Short task | Rescale the data starting at its beginning and ending at the line that contains "[40, 110, 67, 129]". Repeat every line, requests included, but multiply each box coordinate in the answers by 0.5 and round to whole numbers with halves going up, and leave the pictures out.

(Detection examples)

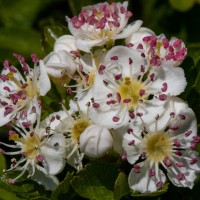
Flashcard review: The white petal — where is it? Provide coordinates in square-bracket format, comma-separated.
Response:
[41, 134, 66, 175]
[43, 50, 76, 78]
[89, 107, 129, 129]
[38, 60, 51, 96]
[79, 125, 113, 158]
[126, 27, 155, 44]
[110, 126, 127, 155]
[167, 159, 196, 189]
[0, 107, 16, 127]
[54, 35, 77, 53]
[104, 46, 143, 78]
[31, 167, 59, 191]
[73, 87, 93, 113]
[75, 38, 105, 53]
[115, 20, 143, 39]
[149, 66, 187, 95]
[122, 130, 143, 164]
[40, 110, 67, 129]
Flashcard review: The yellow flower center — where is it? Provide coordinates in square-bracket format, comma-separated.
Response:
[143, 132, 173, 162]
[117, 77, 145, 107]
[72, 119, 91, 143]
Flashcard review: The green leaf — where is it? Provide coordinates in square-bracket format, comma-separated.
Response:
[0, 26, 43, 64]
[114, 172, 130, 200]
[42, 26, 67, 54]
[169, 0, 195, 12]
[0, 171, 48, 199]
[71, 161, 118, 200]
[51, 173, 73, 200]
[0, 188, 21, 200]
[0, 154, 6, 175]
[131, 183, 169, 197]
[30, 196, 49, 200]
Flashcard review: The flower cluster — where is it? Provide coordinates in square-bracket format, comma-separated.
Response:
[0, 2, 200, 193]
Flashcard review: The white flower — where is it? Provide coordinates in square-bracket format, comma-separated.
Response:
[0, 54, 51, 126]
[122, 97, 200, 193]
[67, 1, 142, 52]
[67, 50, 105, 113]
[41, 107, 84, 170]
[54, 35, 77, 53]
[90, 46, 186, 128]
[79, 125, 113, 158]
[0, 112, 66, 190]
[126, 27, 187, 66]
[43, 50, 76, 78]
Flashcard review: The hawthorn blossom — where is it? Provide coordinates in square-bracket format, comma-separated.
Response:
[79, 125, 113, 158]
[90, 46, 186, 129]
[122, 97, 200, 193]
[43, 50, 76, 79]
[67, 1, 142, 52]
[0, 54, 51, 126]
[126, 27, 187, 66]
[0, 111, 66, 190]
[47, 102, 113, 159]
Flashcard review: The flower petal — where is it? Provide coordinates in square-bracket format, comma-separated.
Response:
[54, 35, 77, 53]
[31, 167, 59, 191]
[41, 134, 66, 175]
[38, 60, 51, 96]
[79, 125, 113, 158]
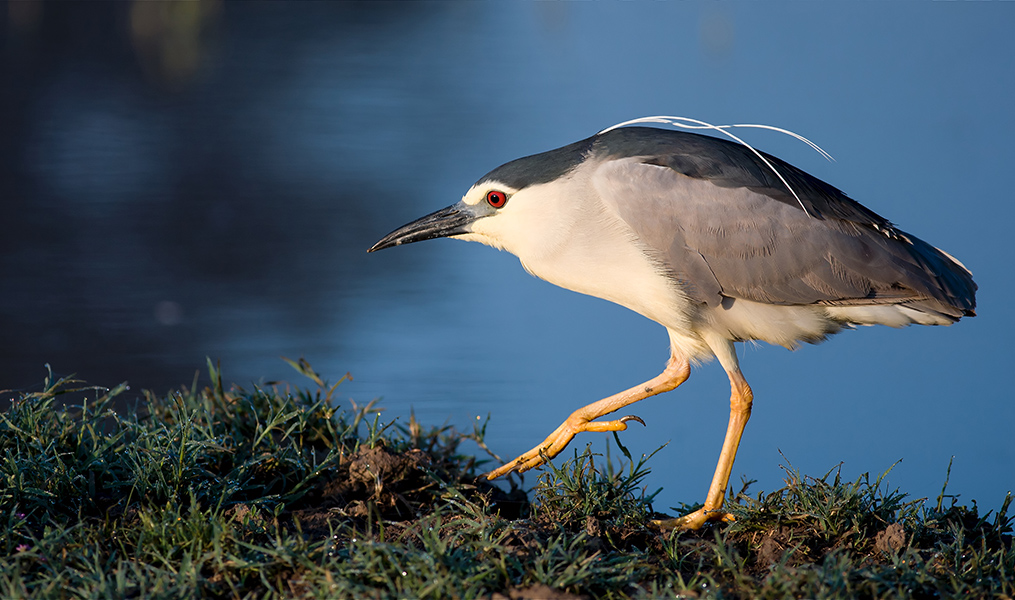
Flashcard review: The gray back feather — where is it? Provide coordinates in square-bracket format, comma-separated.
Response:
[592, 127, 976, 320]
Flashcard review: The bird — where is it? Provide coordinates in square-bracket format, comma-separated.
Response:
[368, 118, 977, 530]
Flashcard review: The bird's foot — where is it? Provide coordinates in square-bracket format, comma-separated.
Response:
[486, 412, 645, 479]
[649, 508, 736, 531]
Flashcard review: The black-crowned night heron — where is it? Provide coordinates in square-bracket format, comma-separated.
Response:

Written answer |
Flashcard review: The white petal — where is it? Provide coordinates in square-bracket format, comma-separated.
Response:
[21, 67, 33, 88]
[22, 25, 38, 39]
[45, 54, 65, 65]
[19, 30, 26, 48]
[40, 63, 57, 79]
[63, 14, 78, 22]
[55, 63, 64, 78]
[84, 80, 98, 95]
[0, 54, 8, 64]
[27, 18, 39, 27]
[52, 23, 72, 39]
[16, 84, 30, 96]
[37, 44, 47, 57]
[38, 19, 53, 27]
[58, 10, 72, 20]
[75, 33, 94, 48]
[61, 65, 72, 82]
[20, 55, 34, 65]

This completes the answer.